Report each line in the material below that contains the word "face", copying every such line in full.
• • • • • • •
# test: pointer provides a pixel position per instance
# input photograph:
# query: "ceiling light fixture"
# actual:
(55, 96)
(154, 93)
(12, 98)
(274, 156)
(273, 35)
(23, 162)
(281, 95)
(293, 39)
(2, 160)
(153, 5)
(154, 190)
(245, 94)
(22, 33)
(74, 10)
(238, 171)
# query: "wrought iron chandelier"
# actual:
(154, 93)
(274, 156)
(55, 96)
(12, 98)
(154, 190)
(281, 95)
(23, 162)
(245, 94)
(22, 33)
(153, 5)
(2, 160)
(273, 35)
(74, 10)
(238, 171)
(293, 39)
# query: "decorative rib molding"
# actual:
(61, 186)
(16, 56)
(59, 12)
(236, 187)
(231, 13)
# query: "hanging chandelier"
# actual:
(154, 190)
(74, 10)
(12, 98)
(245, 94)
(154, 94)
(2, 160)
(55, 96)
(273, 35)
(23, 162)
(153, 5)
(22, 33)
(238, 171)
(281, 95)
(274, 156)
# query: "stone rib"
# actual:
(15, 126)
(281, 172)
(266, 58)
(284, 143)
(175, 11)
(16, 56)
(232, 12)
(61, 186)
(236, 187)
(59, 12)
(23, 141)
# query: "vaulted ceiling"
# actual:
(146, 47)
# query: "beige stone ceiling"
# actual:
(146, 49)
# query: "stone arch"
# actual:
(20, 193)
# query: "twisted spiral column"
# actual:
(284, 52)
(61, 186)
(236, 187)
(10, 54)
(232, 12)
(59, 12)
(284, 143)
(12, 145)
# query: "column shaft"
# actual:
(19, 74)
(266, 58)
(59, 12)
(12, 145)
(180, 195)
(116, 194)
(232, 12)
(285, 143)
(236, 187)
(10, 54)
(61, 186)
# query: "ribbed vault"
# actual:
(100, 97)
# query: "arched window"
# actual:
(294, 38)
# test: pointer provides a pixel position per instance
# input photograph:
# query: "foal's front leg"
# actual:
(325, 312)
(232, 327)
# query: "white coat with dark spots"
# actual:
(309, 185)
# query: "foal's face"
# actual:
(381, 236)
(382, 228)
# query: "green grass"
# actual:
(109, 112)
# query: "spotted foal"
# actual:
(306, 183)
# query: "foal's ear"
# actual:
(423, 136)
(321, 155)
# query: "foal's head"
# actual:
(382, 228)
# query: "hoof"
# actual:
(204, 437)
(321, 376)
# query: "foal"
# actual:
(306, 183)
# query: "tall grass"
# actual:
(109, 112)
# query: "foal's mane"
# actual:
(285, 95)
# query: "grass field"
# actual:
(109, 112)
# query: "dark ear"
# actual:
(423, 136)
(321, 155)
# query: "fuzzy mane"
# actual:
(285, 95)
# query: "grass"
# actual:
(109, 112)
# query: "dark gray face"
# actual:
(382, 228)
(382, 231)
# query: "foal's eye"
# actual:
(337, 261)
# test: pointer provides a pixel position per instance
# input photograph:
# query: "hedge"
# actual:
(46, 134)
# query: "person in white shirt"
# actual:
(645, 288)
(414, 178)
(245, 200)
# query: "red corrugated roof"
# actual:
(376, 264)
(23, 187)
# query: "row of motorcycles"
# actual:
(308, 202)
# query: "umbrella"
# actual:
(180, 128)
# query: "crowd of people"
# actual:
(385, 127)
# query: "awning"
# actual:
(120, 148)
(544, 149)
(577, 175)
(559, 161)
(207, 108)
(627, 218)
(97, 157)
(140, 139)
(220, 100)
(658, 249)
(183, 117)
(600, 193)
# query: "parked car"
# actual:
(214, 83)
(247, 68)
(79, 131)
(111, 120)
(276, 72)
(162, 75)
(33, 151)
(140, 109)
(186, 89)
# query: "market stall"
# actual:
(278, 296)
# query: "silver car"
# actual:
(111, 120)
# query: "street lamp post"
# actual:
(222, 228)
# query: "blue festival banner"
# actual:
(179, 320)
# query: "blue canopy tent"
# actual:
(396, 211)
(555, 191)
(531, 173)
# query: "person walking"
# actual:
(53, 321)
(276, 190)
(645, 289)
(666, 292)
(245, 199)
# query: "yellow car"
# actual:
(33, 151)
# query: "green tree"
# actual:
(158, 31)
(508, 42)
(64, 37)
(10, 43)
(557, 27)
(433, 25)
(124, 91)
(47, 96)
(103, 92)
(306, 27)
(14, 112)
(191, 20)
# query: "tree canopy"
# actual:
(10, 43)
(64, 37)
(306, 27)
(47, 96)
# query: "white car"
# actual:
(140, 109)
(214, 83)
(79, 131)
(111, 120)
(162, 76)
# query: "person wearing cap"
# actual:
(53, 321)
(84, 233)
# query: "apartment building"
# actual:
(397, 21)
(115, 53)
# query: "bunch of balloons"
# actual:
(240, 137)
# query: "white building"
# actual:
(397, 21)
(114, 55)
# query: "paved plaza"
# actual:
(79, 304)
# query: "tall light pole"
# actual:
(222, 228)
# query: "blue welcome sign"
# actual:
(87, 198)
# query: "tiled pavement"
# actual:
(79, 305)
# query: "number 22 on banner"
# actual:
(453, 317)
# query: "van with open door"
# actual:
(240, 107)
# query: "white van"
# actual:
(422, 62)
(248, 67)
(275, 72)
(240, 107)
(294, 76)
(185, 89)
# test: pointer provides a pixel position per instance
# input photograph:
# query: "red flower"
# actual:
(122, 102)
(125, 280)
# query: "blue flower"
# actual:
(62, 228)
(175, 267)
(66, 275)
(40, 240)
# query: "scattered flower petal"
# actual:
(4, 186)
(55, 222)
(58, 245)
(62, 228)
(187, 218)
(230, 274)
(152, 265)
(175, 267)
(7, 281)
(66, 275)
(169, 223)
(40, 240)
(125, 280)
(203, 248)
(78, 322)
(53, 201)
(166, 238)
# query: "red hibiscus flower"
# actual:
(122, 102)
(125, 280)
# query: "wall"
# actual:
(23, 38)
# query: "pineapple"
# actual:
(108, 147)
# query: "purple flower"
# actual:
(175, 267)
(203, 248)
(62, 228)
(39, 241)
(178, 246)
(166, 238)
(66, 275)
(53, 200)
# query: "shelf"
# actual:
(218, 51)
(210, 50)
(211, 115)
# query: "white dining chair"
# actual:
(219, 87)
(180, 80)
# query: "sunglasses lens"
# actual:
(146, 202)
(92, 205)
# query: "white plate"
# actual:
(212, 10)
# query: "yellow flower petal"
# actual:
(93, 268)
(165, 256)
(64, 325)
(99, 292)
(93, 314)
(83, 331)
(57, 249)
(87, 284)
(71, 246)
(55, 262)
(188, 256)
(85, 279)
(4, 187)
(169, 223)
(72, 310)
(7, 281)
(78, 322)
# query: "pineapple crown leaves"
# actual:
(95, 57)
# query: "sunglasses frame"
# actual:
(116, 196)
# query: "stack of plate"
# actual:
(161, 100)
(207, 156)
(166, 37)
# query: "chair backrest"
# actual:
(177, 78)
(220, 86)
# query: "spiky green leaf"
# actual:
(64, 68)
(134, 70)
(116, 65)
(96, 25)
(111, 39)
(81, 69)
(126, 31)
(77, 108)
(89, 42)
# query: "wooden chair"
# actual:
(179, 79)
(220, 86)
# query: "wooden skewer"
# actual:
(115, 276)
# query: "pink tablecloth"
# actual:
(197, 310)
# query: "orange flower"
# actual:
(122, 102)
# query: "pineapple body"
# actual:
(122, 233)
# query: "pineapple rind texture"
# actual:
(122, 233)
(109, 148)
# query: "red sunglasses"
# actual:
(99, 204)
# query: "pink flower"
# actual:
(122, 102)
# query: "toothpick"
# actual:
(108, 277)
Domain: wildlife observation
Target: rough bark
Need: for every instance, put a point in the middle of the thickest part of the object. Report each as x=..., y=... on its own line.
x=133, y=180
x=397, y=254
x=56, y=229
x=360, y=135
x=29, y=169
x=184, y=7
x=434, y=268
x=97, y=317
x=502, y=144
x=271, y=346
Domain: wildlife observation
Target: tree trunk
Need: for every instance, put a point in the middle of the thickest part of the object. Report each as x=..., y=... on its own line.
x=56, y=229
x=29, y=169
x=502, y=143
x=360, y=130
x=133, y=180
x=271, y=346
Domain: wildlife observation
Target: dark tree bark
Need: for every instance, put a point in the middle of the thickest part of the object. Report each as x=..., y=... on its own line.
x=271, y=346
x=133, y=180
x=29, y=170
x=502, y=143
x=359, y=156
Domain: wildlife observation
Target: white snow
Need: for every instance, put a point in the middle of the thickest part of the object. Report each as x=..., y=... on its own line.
• • • • • • •
## Final answer
# query: "foal's face"
# query: "dark gray face"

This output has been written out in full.